(Source data)

________

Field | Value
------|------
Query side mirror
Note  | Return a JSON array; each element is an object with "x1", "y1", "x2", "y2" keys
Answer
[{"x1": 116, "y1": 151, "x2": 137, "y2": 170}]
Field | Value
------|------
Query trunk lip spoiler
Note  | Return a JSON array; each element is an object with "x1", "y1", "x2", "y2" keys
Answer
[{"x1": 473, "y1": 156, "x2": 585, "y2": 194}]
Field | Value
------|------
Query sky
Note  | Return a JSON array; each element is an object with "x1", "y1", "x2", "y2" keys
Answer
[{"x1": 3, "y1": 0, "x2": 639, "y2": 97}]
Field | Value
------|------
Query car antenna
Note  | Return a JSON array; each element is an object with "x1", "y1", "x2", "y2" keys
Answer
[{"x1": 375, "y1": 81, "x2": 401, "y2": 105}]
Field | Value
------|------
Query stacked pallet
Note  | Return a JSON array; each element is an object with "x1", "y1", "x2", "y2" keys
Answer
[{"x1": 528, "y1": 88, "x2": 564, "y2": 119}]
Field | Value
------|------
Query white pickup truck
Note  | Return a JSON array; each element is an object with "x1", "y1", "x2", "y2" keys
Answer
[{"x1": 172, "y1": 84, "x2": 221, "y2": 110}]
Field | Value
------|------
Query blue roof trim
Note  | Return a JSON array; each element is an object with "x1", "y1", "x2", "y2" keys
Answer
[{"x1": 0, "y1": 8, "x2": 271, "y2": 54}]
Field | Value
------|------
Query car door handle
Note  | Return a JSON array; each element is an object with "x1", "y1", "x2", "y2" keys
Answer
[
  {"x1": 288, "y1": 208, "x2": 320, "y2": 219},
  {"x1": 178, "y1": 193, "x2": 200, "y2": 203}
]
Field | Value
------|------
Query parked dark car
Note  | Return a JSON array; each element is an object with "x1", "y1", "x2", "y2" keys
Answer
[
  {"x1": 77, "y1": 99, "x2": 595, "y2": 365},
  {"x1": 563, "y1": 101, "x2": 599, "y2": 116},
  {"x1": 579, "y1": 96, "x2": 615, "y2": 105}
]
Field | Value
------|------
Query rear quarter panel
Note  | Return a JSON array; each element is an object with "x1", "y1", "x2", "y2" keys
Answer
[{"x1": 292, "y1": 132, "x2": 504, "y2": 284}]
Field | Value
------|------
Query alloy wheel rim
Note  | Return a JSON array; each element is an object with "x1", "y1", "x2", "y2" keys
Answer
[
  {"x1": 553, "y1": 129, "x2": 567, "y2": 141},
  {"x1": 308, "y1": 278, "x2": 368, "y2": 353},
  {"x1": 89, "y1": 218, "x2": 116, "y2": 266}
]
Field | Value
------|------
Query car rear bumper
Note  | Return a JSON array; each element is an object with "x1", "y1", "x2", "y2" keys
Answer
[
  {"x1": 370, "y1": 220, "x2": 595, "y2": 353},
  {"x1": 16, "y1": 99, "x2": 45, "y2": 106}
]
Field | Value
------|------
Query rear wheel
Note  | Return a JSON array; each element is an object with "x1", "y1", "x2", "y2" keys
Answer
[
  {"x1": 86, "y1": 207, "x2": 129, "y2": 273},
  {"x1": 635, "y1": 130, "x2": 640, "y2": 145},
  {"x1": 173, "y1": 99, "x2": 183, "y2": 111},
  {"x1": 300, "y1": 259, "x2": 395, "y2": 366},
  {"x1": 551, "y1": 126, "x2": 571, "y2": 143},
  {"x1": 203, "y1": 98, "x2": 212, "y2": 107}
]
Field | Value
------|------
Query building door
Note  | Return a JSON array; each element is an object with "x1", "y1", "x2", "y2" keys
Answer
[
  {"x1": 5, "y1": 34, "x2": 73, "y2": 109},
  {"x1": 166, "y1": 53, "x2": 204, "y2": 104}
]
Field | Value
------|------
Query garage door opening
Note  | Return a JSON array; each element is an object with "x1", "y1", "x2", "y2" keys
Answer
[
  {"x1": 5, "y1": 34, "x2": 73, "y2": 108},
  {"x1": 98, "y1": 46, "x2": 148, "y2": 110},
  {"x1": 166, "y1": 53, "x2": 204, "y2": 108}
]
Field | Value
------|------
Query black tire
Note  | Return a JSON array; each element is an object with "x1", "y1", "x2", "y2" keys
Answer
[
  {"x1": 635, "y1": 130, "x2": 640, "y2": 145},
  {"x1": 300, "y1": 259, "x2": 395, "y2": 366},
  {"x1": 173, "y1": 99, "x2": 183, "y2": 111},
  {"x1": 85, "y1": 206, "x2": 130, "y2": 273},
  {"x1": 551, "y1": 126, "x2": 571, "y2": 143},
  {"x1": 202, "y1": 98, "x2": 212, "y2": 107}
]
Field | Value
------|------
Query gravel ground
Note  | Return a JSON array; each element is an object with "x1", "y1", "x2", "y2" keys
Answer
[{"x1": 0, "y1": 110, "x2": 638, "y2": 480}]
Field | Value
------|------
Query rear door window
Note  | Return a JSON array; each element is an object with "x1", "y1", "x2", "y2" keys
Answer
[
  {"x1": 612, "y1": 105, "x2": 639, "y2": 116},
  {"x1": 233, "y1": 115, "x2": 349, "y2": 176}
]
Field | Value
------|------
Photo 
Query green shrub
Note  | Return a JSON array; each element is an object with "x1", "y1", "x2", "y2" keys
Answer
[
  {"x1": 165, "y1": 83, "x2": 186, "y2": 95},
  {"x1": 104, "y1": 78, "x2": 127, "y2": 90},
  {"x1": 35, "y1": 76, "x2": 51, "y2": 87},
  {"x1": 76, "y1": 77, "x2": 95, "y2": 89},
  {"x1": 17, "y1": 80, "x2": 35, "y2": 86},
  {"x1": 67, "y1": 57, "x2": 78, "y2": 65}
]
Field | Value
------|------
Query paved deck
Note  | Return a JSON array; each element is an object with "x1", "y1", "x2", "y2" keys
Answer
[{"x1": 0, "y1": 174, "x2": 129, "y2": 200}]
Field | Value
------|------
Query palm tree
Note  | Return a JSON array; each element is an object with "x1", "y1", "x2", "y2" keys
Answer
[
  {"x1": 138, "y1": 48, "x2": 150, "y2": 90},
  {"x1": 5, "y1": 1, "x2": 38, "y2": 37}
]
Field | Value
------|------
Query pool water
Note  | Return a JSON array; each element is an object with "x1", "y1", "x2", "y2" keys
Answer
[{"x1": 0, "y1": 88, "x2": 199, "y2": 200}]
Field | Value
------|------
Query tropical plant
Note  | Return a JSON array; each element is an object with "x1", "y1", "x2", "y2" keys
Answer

________

■ Instructions to follow: A line belongs in the answer if it contains the word "rear"; copy every such line from the data above.

■ The answer:
Query rear quarter panel
Query car rear bumper
Query rear wheel
Query rear door window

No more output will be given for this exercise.